_GIVEN INFORMATION_.

****

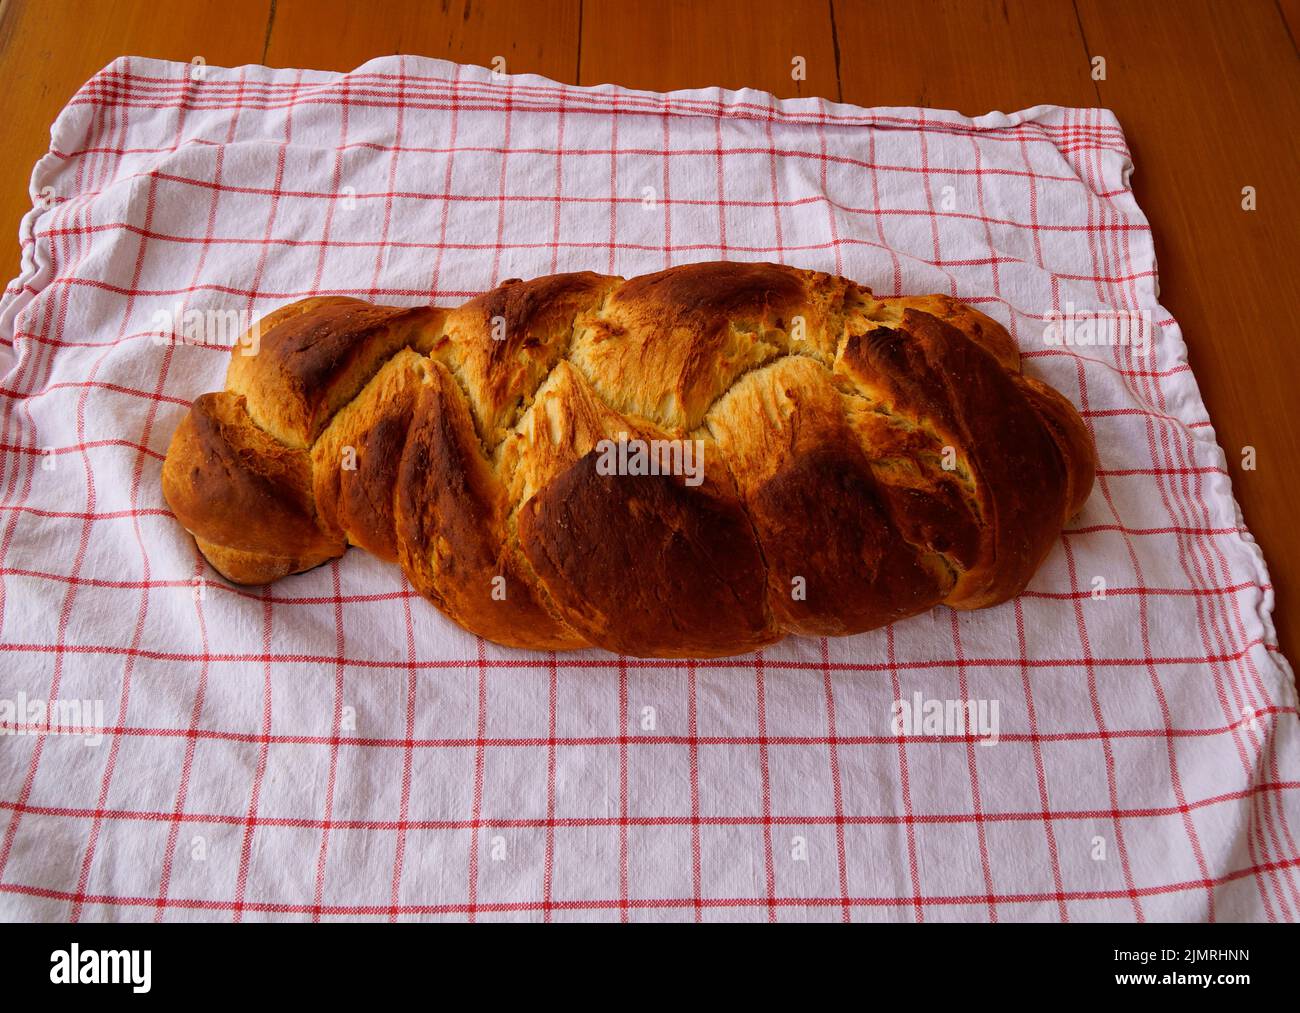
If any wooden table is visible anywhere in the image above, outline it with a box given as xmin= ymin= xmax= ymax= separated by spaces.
xmin=0 ymin=0 xmax=1295 ymax=656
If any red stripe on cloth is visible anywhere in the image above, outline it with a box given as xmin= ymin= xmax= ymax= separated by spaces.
xmin=1 ymin=64 xmax=141 ymax=895
xmin=5 ymin=709 xmax=1296 ymax=751
xmin=231 ymin=591 xmax=275 ymax=921
xmin=465 ymin=640 xmax=489 ymax=922
xmin=885 ymin=626 xmax=923 ymax=922
xmin=1014 ymin=599 xmax=1069 ymax=921
xmin=755 ymin=654 xmax=777 ymax=922
xmin=949 ymin=612 xmax=998 ymax=922
xmin=0 ymin=56 xmax=1293 ymax=923
xmin=310 ymin=561 xmax=347 ymax=921
xmin=687 ymin=662 xmax=702 ymax=923
xmin=386 ymin=586 xmax=420 ymax=921
xmin=153 ymin=557 xmax=212 ymax=921
xmin=145 ymin=65 xmax=230 ymax=924
xmin=6 ymin=852 xmax=1295 ymax=920
xmin=820 ymin=639 xmax=850 ymax=923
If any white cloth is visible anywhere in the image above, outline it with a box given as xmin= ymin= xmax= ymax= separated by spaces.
xmin=0 ymin=55 xmax=1295 ymax=922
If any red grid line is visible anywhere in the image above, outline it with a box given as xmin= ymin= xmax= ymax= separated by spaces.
xmin=464 ymin=640 xmax=488 ymax=922
xmin=69 ymin=67 xmax=1131 ymax=147
xmin=5 ymin=707 xmax=1296 ymax=750
xmin=886 ymin=625 xmax=924 ymax=922
xmin=0 ymin=638 xmax=1281 ymax=672
xmin=0 ymin=55 xmax=1294 ymax=923
xmin=1 ymin=68 xmax=134 ymax=892
xmin=820 ymin=638 xmax=850 ymax=924
xmin=4 ymin=854 xmax=1296 ymax=921
xmin=5 ymin=779 xmax=1296 ymax=832
xmin=386 ymin=582 xmax=420 ymax=921
xmin=686 ymin=661 xmax=702 ymax=922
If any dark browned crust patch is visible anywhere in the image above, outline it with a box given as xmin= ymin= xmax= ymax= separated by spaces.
xmin=841 ymin=310 xmax=1069 ymax=607
xmin=334 ymin=409 xmax=414 ymax=562
xmin=234 ymin=299 xmax=442 ymax=446
xmin=611 ymin=260 xmax=808 ymax=324
xmin=161 ymin=391 xmax=345 ymax=578
xmin=394 ymin=362 xmax=584 ymax=651
xmin=750 ymin=443 xmax=953 ymax=636
xmin=517 ymin=450 xmax=778 ymax=658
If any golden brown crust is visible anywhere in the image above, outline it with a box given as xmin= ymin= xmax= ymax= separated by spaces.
xmin=394 ymin=361 xmax=584 ymax=651
xmin=838 ymin=309 xmax=1070 ymax=608
xmin=569 ymin=261 xmax=852 ymax=431
xmin=226 ymin=297 xmax=445 ymax=449
xmin=161 ymin=261 xmax=1097 ymax=656
xmin=875 ymin=294 xmax=1021 ymax=372
xmin=161 ymin=391 xmax=345 ymax=583
xmin=518 ymin=451 xmax=776 ymax=658
xmin=431 ymin=271 xmax=618 ymax=449
xmin=705 ymin=355 xmax=954 ymax=636
xmin=191 ymin=536 xmax=321 ymax=586
xmin=311 ymin=348 xmax=433 ymax=562
xmin=1015 ymin=373 xmax=1098 ymax=521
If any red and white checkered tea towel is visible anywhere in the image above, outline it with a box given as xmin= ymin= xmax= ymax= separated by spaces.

****

_EXERCISE DIRECTIONS_.
The records above should be written out exactly, and the images dropped.

_YOUR SOLUTION_.
If any wooden table is visible anywhere in the image above, outline it with a box given as xmin= ymin= xmax= ymax= separated by spaces.
xmin=0 ymin=0 xmax=1295 ymax=656
If any red stripe on cloth is visible anywhere in the image above, outline it with a box given as xmin= ymin= xmax= ymax= separated by spaces.
xmin=1 ymin=64 xmax=141 ymax=895
xmin=5 ymin=709 xmax=1296 ymax=751
xmin=231 ymin=591 xmax=275 ymax=921
xmin=465 ymin=640 xmax=489 ymax=922
xmin=885 ymin=626 xmax=923 ymax=922
xmin=1014 ymin=599 xmax=1069 ymax=921
xmin=755 ymin=654 xmax=777 ymax=922
xmin=949 ymin=612 xmax=998 ymax=922
xmin=0 ymin=56 xmax=1293 ymax=923
xmin=310 ymin=561 xmax=347 ymax=921
xmin=687 ymin=662 xmax=702 ymax=923
xmin=386 ymin=586 xmax=420 ymax=921
xmin=153 ymin=557 xmax=212 ymax=921
xmin=145 ymin=65 xmax=230 ymax=924
xmin=6 ymin=852 xmax=1295 ymax=920
xmin=820 ymin=639 xmax=850 ymax=923
If any white cloth is visible anywhere in the image above, outline it with a box given as xmin= ymin= xmax= ymax= separated by spaces.
xmin=0 ymin=55 xmax=1295 ymax=922
If any red grid line is visible anywhere in the image above, outline it with a box given as xmin= ymin= xmax= ymax= separated by spaces.
xmin=464 ymin=640 xmax=488 ymax=922
xmin=69 ymin=67 xmax=1131 ymax=147
xmin=5 ymin=707 xmax=1296 ymax=750
xmin=886 ymin=625 xmax=924 ymax=922
xmin=0 ymin=638 xmax=1281 ymax=672
xmin=0 ymin=55 xmax=1294 ymax=923
xmin=1 ymin=68 xmax=134 ymax=892
xmin=820 ymin=638 xmax=850 ymax=924
xmin=4 ymin=854 xmax=1296 ymax=921
xmin=5 ymin=779 xmax=1296 ymax=832
xmin=386 ymin=582 xmax=420 ymax=921
xmin=686 ymin=661 xmax=702 ymax=922
If any dark browned crust patch is visible anywhere in the image above, outline it with a box given as xmin= ymin= xmax= ymax= separated by spaces.
xmin=841 ymin=310 xmax=1069 ymax=607
xmin=334 ymin=409 xmax=414 ymax=562
xmin=234 ymin=299 xmax=442 ymax=446
xmin=611 ymin=260 xmax=808 ymax=324
xmin=161 ymin=391 xmax=345 ymax=578
xmin=394 ymin=362 xmax=584 ymax=651
xmin=750 ymin=443 xmax=953 ymax=636
xmin=517 ymin=450 xmax=778 ymax=658
If any golden brown crust is visible anywhere in the image above, outline it with a box given as xmin= ymin= xmax= ymax= separated by spaces.
xmin=394 ymin=361 xmax=584 ymax=651
xmin=838 ymin=309 xmax=1070 ymax=608
xmin=569 ymin=261 xmax=852 ymax=431
xmin=226 ymin=297 xmax=445 ymax=449
xmin=161 ymin=261 xmax=1097 ymax=656
xmin=875 ymin=294 xmax=1021 ymax=372
xmin=161 ymin=391 xmax=345 ymax=583
xmin=518 ymin=451 xmax=776 ymax=658
xmin=431 ymin=271 xmax=618 ymax=449
xmin=705 ymin=355 xmax=954 ymax=636
xmin=191 ymin=536 xmax=321 ymax=586
xmin=311 ymin=348 xmax=433 ymax=562
xmin=1015 ymin=373 xmax=1098 ymax=521
If any red and white checkered tea towel is visible anywhere in the image above, outline it with a box given as xmin= ymin= xmax= ymax= separated by spaces.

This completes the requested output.